Your goal: Set down every record once more, exactly as given.

Records to use:

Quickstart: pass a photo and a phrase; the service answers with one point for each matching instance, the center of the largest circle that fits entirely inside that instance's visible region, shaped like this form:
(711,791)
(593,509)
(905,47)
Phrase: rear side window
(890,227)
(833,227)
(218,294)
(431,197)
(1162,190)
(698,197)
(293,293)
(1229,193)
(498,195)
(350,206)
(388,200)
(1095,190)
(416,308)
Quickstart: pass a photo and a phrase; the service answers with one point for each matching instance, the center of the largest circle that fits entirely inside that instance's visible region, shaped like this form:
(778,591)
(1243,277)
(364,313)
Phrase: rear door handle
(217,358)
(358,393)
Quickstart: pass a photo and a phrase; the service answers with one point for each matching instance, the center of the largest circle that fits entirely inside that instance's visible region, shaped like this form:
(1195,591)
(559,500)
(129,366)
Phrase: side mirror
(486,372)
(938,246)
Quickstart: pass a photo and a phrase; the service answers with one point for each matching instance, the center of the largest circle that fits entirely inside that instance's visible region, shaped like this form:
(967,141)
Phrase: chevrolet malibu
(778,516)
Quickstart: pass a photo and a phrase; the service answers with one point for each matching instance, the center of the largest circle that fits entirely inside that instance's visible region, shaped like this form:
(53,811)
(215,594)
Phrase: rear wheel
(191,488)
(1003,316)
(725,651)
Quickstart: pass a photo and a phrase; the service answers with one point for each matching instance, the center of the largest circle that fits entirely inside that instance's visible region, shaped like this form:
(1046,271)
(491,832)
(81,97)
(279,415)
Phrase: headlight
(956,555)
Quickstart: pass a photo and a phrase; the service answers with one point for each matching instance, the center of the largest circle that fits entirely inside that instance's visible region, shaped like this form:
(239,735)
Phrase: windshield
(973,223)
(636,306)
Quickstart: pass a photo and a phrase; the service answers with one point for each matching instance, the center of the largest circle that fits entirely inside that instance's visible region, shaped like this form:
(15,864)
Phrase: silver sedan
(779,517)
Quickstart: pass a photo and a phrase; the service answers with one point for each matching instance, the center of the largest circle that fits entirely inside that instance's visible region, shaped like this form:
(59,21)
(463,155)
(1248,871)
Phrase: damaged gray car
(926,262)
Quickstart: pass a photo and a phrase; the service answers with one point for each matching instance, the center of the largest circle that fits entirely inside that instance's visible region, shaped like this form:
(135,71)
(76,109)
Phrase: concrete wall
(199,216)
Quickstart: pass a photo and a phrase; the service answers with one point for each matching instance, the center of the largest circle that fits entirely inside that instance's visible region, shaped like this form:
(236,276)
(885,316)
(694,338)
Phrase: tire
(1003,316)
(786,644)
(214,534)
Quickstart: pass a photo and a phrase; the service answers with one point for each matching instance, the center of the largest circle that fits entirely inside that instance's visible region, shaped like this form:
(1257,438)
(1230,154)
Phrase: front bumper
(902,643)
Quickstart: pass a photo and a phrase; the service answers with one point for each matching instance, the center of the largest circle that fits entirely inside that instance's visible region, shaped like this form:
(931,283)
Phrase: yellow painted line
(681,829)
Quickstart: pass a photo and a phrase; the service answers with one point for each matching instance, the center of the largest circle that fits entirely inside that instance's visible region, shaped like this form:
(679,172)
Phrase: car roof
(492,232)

Answer for the task:
Quickstart: pass a photo and a phrase; the service answers with one point for each matching instance, the center of the largest circle that fits entirely inside that instance's visible region, shaped like this form:
(711,791)
(593,509)
(905,47)
Phrase: rear side window
(890,227)
(833,227)
(218,294)
(431,197)
(1162,190)
(698,197)
(293,293)
(1229,193)
(498,195)
(350,206)
(388,200)
(1095,190)
(416,308)
Quickstart: pass a photo and a phrase; the service answers with one point for each matching instance, the center of the largest circle that fits entirely inside that instance's visible region, shaped like this form:
(778,591)
(1243,277)
(364,313)
Phrase: rear door handle
(217,358)
(358,393)
Quickstart: pass a photo and a phrase; the service answers with one point for each matching instance, the center of the largest circle that fits entirely inside that instance's visible region, shaped like this form:
(1195,591)
(559,500)
(129,366)
Phrase: side mirror
(486,372)
(938,246)
Quickstart: pass a photo and a phrase; the service answers with one point for each matching instance, the center of the largest circle that fits entirely inside that instance's visible region, shaped like this form:
(967,141)
Phrase: chevrolet malibu
(778,516)
Quickstart: pass a photo and a phrase; the service answers with one point for each matching instance, the center of the largest circle that fits entirely inside that instance's visible region, shaped like this form:
(53,811)
(215,594)
Phrase: rear wheel
(191,488)
(1003,316)
(725,651)
Quickstart: pass a photo and a phrase; the service answers with one point for each matching instance, the center of the largest circle that fits entirely inside that instance's visible region, shaped like this form:
(1046,271)
(491,832)
(81,97)
(279,415)
Phrase: headlight
(956,555)
Quickstart: pass a photo and a phrase; the service answers with one point for each matching instance, the center of the largest circle that fits entirely inside that instance's visible region, shaped like this form:
(239,735)
Phrase: windshield
(973,223)
(636,306)
Quickstart: pass a photo and a phrase; the service answers with one point for each matching instance, the center of the largest circle that fits entirely inside that instance's visible region, shaped like this form:
(15,864)
Phrase: silver sedan
(779,517)
Quickstart: pass a photo and a phrase; the service answers with one point for each matching instance, the center of the largest circle that fits entirely inside that instance's visible region, shaped like this form:
(59,21)
(463,155)
(1248,871)
Phrase: damaged gray car
(926,262)
Quickstart: pass a photo and a phrase; the service answers with one point for each matching instance, the center of the largest circle that fits entirely inside that instance's visible region, shaped like this form:
(135,71)
(76,109)
Phrase: concrete wall
(199,216)
Quickstart: pass a photo and a phrase; the service answers with one point for each matching instance, the center of the largest circle that fits entirely inside that instance's visible region, shaped like this form:
(236,276)
(885,316)
(694,338)
Phrase: tire
(1003,316)
(786,644)
(214,534)
Quickstart: pass a photo and a phrase; the service answers with one point for each matching instance, the center of the largest circle that fits entirely inside that instance's visible region, shaped like this form:
(1257,438)
(1230,154)
Phrase: front bumper
(902,643)
Quickstart: pass a photo and a phrase; the service answers with one point for each matching instance, the center of the largest circle that fits entirely inside that instance's visible region, shaped like this form:
(931,283)
Phrase: yellow painted line
(681,829)
Quickstart: pass a photo and a phrase; the service answers with one point for each matching instance, the center of the largest circle that fits entirely inside that instance's visible region, shaped like this form:
(679,172)
Phrase: car roof
(492,232)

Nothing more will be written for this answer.